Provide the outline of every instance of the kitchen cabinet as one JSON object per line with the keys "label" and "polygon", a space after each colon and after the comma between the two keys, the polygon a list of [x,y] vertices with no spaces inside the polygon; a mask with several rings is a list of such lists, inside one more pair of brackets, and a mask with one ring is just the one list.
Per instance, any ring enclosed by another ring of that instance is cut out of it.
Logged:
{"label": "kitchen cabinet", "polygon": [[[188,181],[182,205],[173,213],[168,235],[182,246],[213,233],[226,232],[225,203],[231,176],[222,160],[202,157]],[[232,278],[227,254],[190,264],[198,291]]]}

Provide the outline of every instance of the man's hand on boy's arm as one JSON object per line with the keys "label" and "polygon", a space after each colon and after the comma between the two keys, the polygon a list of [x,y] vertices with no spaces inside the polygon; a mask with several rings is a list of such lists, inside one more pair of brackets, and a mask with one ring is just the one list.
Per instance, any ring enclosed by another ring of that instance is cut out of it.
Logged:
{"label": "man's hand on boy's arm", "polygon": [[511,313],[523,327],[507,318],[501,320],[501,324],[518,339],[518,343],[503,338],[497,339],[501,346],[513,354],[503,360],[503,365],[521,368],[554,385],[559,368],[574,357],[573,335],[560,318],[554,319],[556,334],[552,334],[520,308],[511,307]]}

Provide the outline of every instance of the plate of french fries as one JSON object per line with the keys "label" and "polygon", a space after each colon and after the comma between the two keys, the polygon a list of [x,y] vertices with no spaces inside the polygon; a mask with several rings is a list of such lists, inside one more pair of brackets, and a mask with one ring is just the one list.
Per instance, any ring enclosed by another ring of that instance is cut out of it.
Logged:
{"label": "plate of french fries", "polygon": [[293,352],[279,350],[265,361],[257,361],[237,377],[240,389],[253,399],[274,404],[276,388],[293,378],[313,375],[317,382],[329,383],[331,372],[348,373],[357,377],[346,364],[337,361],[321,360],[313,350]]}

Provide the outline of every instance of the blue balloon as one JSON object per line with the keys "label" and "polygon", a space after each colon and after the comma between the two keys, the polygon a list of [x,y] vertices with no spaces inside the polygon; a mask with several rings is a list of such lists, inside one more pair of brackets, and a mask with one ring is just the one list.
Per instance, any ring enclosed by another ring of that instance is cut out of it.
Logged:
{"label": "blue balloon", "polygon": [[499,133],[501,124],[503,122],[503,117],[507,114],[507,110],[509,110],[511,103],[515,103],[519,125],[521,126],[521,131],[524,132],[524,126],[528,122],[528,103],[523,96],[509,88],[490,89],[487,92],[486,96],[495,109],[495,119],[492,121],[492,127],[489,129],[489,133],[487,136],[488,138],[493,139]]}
··········
### Directions for this task:
Return every line of the items above that contains the string "french", matching case exactly.

### Solution for this problem:
Provide the outline of every instance of the plate of french fries as one JSON object per line with the keys "label" and "polygon", a space after each colon and after the comma between the two keys, the polygon a list of [x,y] vertices with no spaces inside the polygon; a mask with several rings is a list of such lists, inside one more pair of brackets, and a mask with one ring is just the one list.
{"label": "plate of french fries", "polygon": [[293,352],[279,350],[265,361],[257,361],[237,377],[240,389],[253,399],[274,404],[276,388],[293,378],[313,375],[317,382],[329,383],[331,372],[348,373],[357,377],[346,364],[337,361],[321,360],[313,350]]}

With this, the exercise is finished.